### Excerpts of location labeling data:
——
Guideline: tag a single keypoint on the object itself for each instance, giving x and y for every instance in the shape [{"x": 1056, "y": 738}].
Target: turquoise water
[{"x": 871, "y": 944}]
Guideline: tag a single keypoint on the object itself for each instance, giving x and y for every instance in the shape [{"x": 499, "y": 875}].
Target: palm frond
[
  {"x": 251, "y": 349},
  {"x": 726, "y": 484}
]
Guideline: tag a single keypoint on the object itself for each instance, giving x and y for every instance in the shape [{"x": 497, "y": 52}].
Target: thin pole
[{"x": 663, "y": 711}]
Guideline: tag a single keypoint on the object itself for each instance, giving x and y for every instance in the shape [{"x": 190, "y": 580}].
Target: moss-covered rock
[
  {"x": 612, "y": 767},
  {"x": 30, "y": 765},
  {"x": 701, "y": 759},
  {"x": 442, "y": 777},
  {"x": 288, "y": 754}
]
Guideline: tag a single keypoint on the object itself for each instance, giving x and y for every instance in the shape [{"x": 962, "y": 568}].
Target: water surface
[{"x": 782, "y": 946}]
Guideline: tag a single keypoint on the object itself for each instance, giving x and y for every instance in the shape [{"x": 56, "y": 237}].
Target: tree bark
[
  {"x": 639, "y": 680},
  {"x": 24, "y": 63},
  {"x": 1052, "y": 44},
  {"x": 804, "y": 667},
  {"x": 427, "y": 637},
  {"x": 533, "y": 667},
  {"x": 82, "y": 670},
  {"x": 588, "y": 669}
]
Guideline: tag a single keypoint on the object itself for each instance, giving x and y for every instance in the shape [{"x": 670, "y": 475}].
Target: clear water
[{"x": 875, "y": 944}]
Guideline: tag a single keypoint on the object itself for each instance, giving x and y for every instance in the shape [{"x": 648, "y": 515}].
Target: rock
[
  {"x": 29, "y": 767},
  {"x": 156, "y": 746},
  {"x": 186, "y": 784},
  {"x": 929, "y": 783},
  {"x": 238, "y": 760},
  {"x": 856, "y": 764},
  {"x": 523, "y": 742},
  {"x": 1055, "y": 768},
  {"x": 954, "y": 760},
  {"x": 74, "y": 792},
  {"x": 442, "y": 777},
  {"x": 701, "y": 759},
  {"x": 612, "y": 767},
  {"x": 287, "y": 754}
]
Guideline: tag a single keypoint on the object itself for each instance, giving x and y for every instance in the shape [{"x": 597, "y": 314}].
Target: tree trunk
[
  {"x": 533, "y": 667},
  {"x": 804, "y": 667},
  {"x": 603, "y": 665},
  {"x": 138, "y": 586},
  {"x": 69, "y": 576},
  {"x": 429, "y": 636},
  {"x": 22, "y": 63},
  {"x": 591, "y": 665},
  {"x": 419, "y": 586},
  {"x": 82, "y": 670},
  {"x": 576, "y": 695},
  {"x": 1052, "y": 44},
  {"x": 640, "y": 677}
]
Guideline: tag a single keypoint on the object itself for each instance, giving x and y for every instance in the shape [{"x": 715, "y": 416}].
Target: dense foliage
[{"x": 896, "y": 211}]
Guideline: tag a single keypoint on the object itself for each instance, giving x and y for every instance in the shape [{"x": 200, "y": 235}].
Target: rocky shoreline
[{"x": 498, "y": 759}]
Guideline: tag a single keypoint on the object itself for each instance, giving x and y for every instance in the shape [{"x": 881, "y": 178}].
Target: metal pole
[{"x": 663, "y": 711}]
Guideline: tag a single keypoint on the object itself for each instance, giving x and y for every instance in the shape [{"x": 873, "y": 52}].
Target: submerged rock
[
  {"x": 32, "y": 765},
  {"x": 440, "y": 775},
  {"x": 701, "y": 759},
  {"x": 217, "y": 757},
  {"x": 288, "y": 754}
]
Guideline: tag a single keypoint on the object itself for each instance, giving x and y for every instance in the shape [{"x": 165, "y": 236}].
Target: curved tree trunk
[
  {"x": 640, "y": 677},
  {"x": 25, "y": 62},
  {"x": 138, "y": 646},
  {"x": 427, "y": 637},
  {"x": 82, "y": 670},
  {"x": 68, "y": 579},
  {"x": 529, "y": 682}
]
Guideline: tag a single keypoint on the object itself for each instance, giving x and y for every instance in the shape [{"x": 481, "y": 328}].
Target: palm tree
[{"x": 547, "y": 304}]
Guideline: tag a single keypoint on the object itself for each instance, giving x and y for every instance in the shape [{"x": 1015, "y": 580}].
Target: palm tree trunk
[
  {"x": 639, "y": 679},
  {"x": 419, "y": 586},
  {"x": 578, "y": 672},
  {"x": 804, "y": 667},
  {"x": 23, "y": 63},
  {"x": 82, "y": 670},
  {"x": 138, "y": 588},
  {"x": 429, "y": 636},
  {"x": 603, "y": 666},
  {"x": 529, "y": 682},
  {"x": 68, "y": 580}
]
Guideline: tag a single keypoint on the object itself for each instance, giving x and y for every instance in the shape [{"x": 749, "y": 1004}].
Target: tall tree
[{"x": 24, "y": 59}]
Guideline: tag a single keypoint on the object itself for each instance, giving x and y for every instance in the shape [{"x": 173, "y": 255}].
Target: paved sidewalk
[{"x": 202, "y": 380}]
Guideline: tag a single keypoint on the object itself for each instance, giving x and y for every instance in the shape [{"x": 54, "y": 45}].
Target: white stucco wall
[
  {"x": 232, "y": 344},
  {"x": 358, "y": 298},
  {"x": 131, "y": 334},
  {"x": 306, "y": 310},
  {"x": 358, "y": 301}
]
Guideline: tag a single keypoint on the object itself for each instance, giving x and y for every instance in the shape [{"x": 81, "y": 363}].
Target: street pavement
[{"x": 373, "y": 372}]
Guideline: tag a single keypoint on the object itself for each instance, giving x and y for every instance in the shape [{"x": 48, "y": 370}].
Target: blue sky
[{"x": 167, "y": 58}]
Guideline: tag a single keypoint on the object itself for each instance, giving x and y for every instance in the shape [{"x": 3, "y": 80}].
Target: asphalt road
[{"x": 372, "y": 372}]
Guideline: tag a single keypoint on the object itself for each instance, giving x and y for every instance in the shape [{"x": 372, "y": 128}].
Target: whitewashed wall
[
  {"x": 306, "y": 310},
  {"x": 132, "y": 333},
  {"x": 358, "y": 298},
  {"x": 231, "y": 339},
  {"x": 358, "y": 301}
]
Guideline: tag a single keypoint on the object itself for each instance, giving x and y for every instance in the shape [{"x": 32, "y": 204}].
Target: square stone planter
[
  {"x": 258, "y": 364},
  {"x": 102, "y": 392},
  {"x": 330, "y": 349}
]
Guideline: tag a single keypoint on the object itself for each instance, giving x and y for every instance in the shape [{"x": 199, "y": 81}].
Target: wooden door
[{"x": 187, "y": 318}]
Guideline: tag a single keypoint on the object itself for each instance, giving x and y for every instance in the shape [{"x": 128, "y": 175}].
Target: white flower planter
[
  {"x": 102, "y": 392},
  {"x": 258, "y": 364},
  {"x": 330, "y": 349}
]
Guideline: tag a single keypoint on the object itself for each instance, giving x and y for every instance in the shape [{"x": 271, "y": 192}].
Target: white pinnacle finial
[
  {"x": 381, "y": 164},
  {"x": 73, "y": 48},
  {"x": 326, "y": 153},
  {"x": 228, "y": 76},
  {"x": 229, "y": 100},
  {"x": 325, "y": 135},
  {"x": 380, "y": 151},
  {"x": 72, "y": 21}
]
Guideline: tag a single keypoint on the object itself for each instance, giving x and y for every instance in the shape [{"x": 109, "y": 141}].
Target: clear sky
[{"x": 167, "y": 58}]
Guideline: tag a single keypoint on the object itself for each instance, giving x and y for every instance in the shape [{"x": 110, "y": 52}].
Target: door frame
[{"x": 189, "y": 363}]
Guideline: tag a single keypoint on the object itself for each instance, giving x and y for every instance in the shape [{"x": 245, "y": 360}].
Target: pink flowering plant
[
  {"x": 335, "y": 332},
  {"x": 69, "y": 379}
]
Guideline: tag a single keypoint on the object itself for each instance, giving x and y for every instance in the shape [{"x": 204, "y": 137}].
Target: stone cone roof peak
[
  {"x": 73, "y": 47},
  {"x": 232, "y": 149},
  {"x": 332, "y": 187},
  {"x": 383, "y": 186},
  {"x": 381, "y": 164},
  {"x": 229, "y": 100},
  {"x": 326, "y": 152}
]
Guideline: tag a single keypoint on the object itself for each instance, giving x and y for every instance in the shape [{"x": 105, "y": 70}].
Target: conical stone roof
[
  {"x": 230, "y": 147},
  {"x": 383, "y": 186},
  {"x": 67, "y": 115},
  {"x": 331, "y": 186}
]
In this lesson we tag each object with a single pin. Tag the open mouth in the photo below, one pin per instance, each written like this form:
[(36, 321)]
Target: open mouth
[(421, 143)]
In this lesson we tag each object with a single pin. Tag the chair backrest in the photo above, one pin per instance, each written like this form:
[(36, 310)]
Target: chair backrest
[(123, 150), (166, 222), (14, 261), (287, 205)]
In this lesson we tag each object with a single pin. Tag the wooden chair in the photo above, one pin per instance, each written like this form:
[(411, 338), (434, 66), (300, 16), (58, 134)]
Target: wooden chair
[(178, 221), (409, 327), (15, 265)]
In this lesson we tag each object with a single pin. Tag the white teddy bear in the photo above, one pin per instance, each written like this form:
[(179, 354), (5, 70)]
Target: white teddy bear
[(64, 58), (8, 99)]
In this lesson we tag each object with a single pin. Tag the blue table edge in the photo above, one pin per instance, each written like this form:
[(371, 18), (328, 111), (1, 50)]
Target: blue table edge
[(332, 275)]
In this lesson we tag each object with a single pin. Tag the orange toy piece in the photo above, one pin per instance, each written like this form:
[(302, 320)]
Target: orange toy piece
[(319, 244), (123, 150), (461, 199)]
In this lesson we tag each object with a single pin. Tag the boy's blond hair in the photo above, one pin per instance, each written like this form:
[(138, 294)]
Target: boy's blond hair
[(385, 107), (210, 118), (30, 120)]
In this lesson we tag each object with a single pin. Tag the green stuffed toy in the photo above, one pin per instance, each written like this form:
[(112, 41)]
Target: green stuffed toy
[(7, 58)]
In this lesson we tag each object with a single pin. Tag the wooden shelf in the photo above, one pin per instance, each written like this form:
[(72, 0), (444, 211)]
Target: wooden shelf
——
### EXERCISE AIM:
Give again the lines from the line holding "Tag the open" through the close of the listing, both included, exactly as written and with nothing else.

### EXERCISE ANSWER:
In this lesson we tag each object with a single pin. Tag the open mouth in the photo below, one pin per instance, each written like this form:
[(36, 321)]
Target: open mouth
[(421, 143)]
In this lesson we tag each object with a single pin. Tag the chair backrest in the photo above, one pin per instance, each written like this form:
[(36, 310)]
Target: chair backrest
[(123, 150), (166, 222), (14, 261), (287, 205)]
In this lesson we tag each object with a single pin. Tag the wooden chair in the photo above, one pin per instance, each written like this form:
[(411, 338), (434, 66), (300, 16), (58, 134)]
Target: wooden chair
[(178, 221), (409, 327), (15, 265)]
In this lesson we tag each object with a single pin. Tag the white teddy bear in the photo above, one pin per instance, each written like this form:
[(179, 354), (5, 70)]
Target: white teddy bear
[(64, 58), (8, 99)]
In this lesson we tag each object with a single pin. Tag the blue table edge in the photo above, one pin per instance, each written like this form:
[(371, 18), (328, 111), (1, 50)]
Target: blue table edge
[(332, 275)]
In this lesson we tag each object with a single pin. Tag the orange toy piece in the photo above, one pin per instance, each written like this form:
[(302, 320)]
Target: orange toy piece
[(319, 244), (123, 150), (461, 199)]
In this lesson we tag each object with a single pin. Tag the boy's blond hair in the photo above, one pin per instance, each written like this form:
[(138, 294)]
Target: boy's blond hair
[(385, 107), (210, 118), (30, 120)]
In this lesson we tag each object with a single pin. Tag the green stuffed toy in the photo above, one pin per instance, each written like this form:
[(112, 41)]
Target: green stuffed toy
[(7, 58)]
In this lesson we tag each object with a single pin. Tag the wooden shelf in the photo above, one pin per instance, each written like this form:
[(72, 0), (444, 211)]
Target: wooden shelf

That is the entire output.